### Questions to answer
• a. List every named organization or unit that appears in the article about the A-10 East Demonstration Team.
• b. Write the next part of the article about the A-10 East Demonstration Team, starting after its final sentence.

### Provided passage
════════════════
Impacting the community one flight at a time

  • Published
  • By Airman 1st Class Nicholas Benroth
  • 23rd Wing Public Affairs
To help the public understand what the Air Force is all about, a specially-developed team takes to the skies throughout the year.

The A-10 East Demonstration Team travels across the U.S. and the world to share the Air Force story and put a face with the Air Force.

'Interacting with the community really gives me a chance to educate people about exactly what it is that our military does," said Maj. Dylan "Habu" Thorpe, A-10 East Demonstration Team pilot. "Specifically with the A-10C Thunderbolt II, I am asked how long ago did they retire these or does the Air Force still use these. I use those chances to inform them on the A-10 and its uses in the military."

With military bases spread out all over the U.S., many people do not have a lot of interaction with the military, so this gives Major Thorpe and the A-10 demonstration team the chance to educate people.

"Many times the air shows we do are the only place that these people will be able to interact with the military, especially at civilian shows," said Major Thorpe. "For shows on military bases, this is usually their first time behind the gates and that's when they get to really see firsthand what we are doing."

Major Thorpe isn't the only one with a story he has met people from all different walks of life that have stories of their own.

"'I have learned as much from the people I meet as they have learned from me," said Major Thorpe. "I have spoken with veterans who have served in World War II all the way to current conflicts. The stories and memories they share make it an honor to perform for them."

The team's involvement with the community goes beyond their time performing. They also spend time visiting hospitals or taking trips to schools in the areas around the air shows.
════════════════
### Information provided
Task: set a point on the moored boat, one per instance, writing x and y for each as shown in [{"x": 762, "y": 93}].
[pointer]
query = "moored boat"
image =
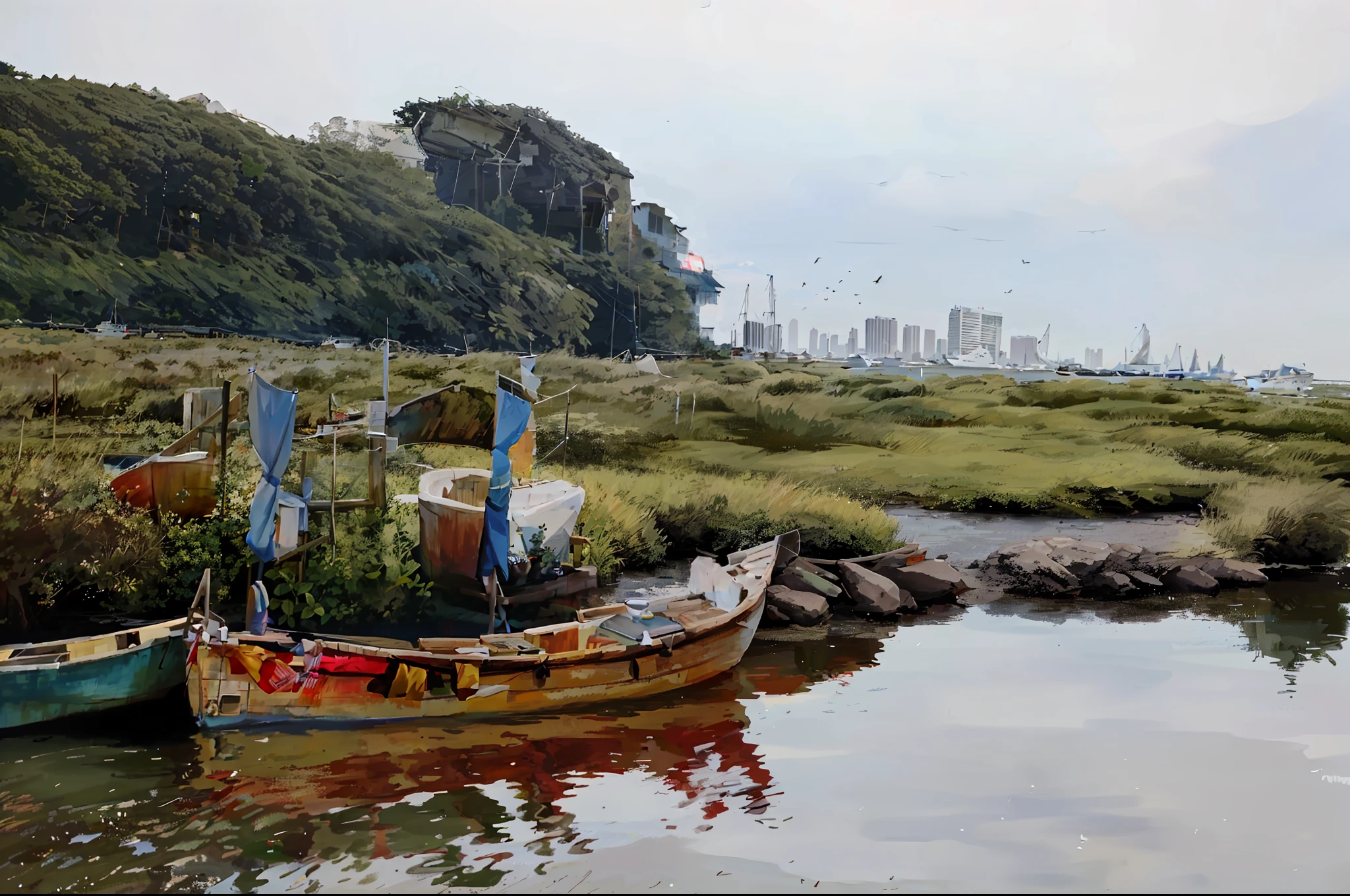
════════════════
### Responses for each task
• a.
- 23rd Wing Public Affairs
- the Air Force
- the A-10 East Demonstration Team

• b.
"This will be my second year as a member of this demonstration team and the work that we do with children and the community really helps them understand the work we do," said Staff Sgt. Adam Sunner, A-10 East Demonstration Team crew chief. "I remember going to a school visit one time and walked into a gym full of children. They listened to us and learned about what we do. For a lot of them this was there first time interacting with the military."

The team demonstrates what Airmen do every day to thousands of people, whether it's during the performance or during one of their many community visits.

"Whenever people thank me for my service, I always remind them that the demonstration team is only here to represent the thousands of Airmen, Marines, soldiers and sailors who are supporting the mission day in and day out behind the scenes," said Major Thorpe.

"All the cheers we get when we prepare, launch and fly an A-10 really belong to all of us who serve our country," said Major Thorpe. "Since the demonstration team spends a lot of time in the public eye, it's cool to be that 'gateway of respect' and I can't tell my fellow service members enough how much their country really appreciates what we all do for them."

One of the team's most recent demonstrations was at the Jones Beach Air Show, N.Y., where they performed for approximately 200,000 people over two days and spent time with Air Force ROTC members and the community.